What you have to do:
Reproduce the items below word for word, leaving out the pictures.
--- begin Data supplied ---
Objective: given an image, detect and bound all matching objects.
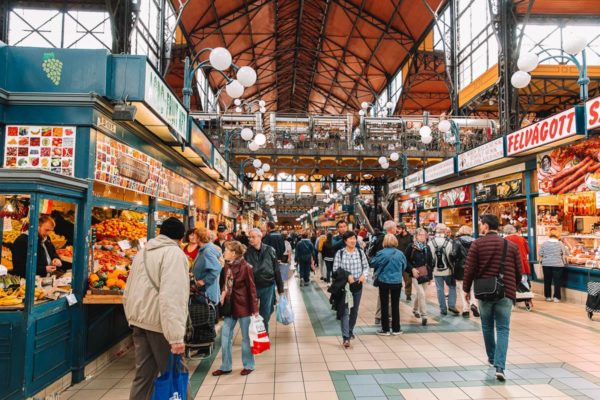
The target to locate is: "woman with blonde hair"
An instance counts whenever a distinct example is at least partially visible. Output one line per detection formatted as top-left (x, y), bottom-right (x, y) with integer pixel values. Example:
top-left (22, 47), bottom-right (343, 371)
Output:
top-left (405, 228), bottom-right (433, 326)
top-left (539, 228), bottom-right (569, 303)
top-left (212, 241), bottom-right (258, 376)
top-left (371, 233), bottom-right (406, 336)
--- end Data supplied ---
Worked solution:
Objective: given an image, detect and bound all matching objects.
The target to locate is: "woman with blonde hair"
An instance counts whenever a distinct example is at least partially visible. Output one line per detection formatted as top-left (x, y), bottom-right (x, y) with integer pixel values. Example:
top-left (22, 47), bottom-right (343, 371)
Output:
top-left (405, 228), bottom-right (433, 326)
top-left (539, 228), bottom-right (569, 303)
top-left (212, 241), bottom-right (258, 376)
top-left (371, 233), bottom-right (406, 336)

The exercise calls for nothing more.